WORK TO BE COMPLETED » Give back exactly the lines of the data below, starting with the line that has "dog's black nose -> outlines, every instance" and going on through the line that has "dog's hind leg -> outlines, every instance".

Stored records
____________
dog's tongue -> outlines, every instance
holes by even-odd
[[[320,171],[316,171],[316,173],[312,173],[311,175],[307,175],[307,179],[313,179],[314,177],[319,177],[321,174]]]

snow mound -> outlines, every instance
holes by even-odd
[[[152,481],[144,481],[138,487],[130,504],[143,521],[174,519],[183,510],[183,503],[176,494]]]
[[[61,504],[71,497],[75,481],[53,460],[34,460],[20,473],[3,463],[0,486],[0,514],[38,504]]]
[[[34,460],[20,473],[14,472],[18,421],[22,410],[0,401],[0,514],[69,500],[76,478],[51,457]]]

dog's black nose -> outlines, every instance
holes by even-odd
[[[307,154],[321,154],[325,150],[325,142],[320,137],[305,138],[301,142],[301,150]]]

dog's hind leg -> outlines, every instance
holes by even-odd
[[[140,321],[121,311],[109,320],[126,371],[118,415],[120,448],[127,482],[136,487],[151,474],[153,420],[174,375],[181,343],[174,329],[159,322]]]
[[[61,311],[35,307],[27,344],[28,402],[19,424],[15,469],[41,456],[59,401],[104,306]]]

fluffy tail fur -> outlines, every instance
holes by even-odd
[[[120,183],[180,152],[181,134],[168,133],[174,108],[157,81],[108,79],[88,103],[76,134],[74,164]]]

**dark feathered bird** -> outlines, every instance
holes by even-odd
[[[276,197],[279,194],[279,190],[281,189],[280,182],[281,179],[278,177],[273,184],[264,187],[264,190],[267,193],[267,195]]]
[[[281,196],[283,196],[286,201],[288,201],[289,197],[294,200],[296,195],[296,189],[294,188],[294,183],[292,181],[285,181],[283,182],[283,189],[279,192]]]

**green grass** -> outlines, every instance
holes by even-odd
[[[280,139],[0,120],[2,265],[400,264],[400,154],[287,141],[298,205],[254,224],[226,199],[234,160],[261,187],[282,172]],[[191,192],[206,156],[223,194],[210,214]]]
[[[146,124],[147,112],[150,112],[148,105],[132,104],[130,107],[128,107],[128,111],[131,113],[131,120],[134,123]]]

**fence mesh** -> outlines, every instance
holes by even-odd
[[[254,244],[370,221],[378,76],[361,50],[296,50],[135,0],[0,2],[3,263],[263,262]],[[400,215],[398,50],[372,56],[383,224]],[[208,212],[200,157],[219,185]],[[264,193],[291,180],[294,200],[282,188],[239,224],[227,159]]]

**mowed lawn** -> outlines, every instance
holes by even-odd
____________
ANSWER TO THE PROBLEM »
dog's black nose -> outlines, every instance
holes by even-odd
[[[307,154],[321,154],[325,150],[325,142],[320,137],[305,138],[301,142],[301,150]]]

dog's hind leg -> outlines, every instance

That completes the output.